[gst-devel] One Stream API to Rule them all - Could GStreamer be it ?

Brian Crowell brian at fluggo.com
Wed Dec 3 16:20:44 CET 2008


On Wed, Dec 3, 2008 at 3:18 AM, Maxim Mueller <maxim_m at gmx.net> wrote:
> automatic threading, scheduling, detection/plugging services and a generic
> interface to processing data would benefit the programming ecosystem
> greatly, imho

All right, I'm a Linux and GStreamer newb, but I most certainly have
an opinion on this. Caveat lector.

You're basically asking that there be some sort of generic streaming
API available, potentially in the kernel, that auto-does everything.

First, you have a streaming API in the kernel, and it does do
automatic threading and scheduling, and just about every command line
tool uses it. It's stdio: files and sockets. It does not do stream
typing and autoplugging, but UNIX has made it this far without those
features. Not that they would help you anyhow-- you still have to
specify parameters to your filters and commands to get them to do what
you want.


> benefits of one globally used stream processing api:
> - greatly reduced development effort, rate of bugs and maintenance

The GNU people would agree.


> - reduced learning curve when adding functionality to software, furthermore
> a more structured way of thinking about processing data is also bound to
> produce cleaner code

Over the current method? I don't think so. Adding more complexity to
the interface makes it easier to screw up. I'm still getting segfaults
from the videomixer plugin, and I'm not at all sure why, and I know
the person who authored it knows way more about GStreamer than I do.

C++ was supposed to produce cleaner code, but I've seen many obscure
bugs happen just because a copy constructor was written wrong.


> - systems theory: standardizing components interfaces  tends to lead to the
> discovery of novel ways to combine those, leading to innovative applications
>
> - improve the functionality of existing applications simply installing a new
> plugin(to a certain degree)

- EXCERPTED DATA -
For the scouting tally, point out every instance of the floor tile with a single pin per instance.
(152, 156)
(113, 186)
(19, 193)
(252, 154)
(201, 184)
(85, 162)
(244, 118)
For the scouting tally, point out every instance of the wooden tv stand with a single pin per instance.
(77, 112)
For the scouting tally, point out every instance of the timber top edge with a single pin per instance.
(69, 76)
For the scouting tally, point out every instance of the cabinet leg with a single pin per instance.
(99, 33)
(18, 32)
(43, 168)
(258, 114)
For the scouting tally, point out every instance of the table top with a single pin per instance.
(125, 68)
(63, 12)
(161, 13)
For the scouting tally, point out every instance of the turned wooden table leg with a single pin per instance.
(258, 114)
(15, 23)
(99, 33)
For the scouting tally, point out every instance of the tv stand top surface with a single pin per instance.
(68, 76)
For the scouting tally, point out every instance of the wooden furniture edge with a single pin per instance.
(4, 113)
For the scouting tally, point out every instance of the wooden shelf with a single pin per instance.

- TASKS TO PERFORM -
1/ Decide whether each statement agrees with the mailing-list post about a single stream API, answering yes or no and quoting the deciding words. (a) The writer says the kernel's streaming API does automatic threading and scheduling. (b) The writer says stdio handles stream typing and autoplugging. (c) The writer thinks adding complexity to the interface makes mistakes less likely.
2/ Write what comes next in the mailing-list post about a single stream API, picking up right after its last line.
The entries are separate material from the mailing-list post.

- PER-TASK OUTPUTS -
1/
(a) Yes: "it does do automatic threading and scheduling"
(b) No: "It does not do stream typing and autoplugging"
(c) No: "Adding more complexity to the interface makes it easier to screw up."

2/
Again, the GNU people would agree. In fact, typing the stream would
reduce some of your flexibility. Think of some of the novel ways
people have used grep and sed.


> - users decide which implementation they want to use, all in all, it's
> his/her decision to make.
> the ability to stop having to install multitudes of http/etc protocol,
> VirtualFileSystems(KIO-slaves,GIO, PHP5's stream API ...),
> encoding(OpenSSL/GnuTLS/PGP ...), compression etc implementations just
> because the respective application developers had their favourites, would be
> a great step forward in the fight for truly free software and putting the
> user back in control of his own system.

All of these choices would still exist, and you'd have the extra
effort of having to write brand-new GStreamer plugins to support them
all.


> - by moving up one abstraction layer, just one wrapper to support other
> programming languages is required-in contrast to per library wrappers
> .

I'm not sure what you mean by this. GPLers have the power to
consolidate their libraries at any time, but they don't. Every library
has a different purpose, and not all of it makes sense together, and
not all of it can be described in terms of streaming.


> the plugin->library separation could still be kept in selected cases to
> allow for ultra-low-level operation and alternative stream processing apis,
> although for this class of algorithms it might be overkill.

Abstraction is great, right up until you run across a problem the
abstracter didn't think about. Inevitably, trying to consolidate
everything leaves you with the problem of having to separate
everything out again (or worse, copying out just the part you need).
Look at the flak Phonon is taking for trying to abstract a little too
much.

On a related note, I just discovered liboil the other day. That rocks.


> Q: where do we stand with GStreamer in terms of being able to be the root of
> that api ?
> - is it sufficiently generic ?
> - is it simple enough ?
> - is the core sufficiently light-weight and modular ?
> - are plugins sufficiently simple  to write and do they only add a
> negligible overhead by default ?
> - is the type-system powerful enough or can it be made to be ?

What you're asking to do is probably technically feasible, but I
wouldn't count on it happening. A simpler API for GStreamer would be
awesome, but judging from its popularity, I think the design pretty
much nailed the requirements.


> Q:Should gstreamer be split into a generic stream processing/plugin mgmt
> layer and a multimedia handling api layer for this ?
> everybody should use the lower layer, and be competing on the higher API
> level(xine,mplayer,directshow ... not sure if phonon is in the same level)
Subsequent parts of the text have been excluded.